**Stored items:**

+===+

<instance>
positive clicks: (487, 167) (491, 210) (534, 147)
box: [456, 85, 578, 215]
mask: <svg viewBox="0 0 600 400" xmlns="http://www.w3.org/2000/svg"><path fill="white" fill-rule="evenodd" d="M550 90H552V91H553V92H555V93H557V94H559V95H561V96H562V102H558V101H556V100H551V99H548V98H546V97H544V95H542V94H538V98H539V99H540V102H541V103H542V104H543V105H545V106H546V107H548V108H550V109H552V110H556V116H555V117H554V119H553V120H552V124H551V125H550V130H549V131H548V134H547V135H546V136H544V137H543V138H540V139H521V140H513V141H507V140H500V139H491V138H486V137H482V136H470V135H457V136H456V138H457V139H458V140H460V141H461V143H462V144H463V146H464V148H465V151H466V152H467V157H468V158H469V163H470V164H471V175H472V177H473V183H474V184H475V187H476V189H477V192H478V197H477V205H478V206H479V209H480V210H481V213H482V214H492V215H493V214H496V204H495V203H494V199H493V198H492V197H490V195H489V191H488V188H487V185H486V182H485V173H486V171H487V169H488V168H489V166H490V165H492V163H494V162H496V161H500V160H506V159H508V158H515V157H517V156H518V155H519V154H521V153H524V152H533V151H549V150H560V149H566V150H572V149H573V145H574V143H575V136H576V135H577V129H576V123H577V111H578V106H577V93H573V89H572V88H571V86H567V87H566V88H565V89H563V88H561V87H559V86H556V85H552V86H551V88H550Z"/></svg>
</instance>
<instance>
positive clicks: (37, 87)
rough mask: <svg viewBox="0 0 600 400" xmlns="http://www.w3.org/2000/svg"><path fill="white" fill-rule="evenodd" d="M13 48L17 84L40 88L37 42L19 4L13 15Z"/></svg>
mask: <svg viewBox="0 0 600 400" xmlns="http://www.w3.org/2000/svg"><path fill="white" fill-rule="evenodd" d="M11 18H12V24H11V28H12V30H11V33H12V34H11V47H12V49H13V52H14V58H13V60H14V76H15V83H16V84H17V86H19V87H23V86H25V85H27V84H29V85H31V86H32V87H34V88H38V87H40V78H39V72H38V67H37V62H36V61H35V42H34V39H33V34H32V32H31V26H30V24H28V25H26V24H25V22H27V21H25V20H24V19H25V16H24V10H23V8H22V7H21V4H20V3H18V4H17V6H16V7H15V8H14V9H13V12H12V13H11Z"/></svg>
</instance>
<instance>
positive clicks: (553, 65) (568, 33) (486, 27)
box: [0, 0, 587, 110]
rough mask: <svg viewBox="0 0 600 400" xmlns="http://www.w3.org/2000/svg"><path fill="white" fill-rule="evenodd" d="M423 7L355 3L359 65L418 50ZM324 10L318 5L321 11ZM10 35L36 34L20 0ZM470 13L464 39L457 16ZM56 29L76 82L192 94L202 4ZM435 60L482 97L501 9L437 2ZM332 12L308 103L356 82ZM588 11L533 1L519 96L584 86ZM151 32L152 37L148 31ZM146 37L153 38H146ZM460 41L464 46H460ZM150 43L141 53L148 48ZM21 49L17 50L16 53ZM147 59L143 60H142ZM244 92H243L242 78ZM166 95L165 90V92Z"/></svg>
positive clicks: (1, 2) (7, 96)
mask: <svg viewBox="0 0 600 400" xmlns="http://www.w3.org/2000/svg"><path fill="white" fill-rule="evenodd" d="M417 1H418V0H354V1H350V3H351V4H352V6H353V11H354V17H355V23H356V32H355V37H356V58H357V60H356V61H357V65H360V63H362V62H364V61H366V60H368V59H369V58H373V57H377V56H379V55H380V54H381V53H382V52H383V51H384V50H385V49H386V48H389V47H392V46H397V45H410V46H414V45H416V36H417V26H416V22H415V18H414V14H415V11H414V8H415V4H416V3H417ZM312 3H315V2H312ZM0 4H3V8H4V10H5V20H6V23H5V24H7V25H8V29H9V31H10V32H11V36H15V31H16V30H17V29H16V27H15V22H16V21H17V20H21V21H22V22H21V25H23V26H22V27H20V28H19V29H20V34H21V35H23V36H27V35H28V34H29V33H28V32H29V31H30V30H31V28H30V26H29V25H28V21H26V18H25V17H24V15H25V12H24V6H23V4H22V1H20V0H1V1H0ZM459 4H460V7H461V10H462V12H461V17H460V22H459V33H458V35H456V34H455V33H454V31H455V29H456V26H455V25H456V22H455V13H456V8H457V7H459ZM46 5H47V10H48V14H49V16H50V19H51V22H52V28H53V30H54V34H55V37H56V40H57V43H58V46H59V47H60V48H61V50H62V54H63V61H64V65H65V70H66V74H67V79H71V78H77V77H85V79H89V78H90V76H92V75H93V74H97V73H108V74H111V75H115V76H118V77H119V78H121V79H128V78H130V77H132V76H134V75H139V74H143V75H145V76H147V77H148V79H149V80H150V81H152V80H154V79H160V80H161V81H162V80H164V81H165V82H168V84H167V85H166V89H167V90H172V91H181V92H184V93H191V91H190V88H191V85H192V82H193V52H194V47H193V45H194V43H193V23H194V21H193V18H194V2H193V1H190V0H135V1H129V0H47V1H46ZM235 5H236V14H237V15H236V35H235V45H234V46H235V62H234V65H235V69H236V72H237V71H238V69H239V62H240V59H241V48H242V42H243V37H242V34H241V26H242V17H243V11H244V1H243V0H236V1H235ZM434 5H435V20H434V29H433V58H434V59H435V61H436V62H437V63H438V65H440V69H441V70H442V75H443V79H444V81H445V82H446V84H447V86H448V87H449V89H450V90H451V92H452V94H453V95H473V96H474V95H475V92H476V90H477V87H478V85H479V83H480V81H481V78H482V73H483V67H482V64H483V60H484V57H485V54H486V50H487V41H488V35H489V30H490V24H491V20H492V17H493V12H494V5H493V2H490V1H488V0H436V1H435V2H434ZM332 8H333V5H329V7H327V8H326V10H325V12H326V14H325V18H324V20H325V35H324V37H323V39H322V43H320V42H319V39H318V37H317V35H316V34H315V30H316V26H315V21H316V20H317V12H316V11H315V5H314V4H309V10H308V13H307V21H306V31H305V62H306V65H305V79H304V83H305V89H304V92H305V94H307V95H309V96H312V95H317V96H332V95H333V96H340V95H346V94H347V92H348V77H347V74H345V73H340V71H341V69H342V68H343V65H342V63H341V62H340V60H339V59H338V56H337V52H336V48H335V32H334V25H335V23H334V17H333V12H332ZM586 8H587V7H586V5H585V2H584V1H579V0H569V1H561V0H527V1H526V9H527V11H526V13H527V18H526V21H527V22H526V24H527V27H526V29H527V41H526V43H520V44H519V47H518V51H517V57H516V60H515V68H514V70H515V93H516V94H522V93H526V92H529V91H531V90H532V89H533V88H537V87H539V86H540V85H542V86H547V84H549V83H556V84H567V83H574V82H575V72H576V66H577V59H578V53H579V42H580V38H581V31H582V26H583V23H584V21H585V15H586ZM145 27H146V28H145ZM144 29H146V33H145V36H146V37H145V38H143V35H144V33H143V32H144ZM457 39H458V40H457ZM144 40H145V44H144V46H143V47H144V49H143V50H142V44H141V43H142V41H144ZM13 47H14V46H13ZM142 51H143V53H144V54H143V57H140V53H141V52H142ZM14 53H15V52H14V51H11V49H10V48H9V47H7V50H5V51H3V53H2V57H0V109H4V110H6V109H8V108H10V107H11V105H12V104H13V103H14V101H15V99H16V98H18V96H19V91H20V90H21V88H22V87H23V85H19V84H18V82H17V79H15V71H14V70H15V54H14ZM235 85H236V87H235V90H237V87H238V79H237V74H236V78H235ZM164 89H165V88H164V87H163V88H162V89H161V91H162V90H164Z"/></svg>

+===+

**Work request:**
From the rows above, pick out every line that contains the string "rough". Matching is case-sensitive.

**Output for this task:**
rough mask: <svg viewBox="0 0 600 400" xmlns="http://www.w3.org/2000/svg"><path fill="white" fill-rule="evenodd" d="M13 48L17 84L40 88L37 42L19 4L13 15Z"/></svg>
rough mask: <svg viewBox="0 0 600 400" xmlns="http://www.w3.org/2000/svg"><path fill="white" fill-rule="evenodd" d="M423 7L355 3L359 65L418 50ZM324 10L318 5L321 11ZM10 35L36 34L20 0ZM470 13L464 39L457 16ZM56 29L76 82L192 94L202 4ZM435 60L482 97L501 9L437 2ZM332 12L308 103L356 82ZM588 11L533 1L519 96L584 86ZM151 32L152 37L148 31ZM146 37L153 38H146ZM460 41L464 46H460ZM150 43L141 53L148 48ZM21 49L17 50L16 53ZM147 59L143 60H142ZM244 92H243L242 78ZM166 95L165 90V92Z"/></svg>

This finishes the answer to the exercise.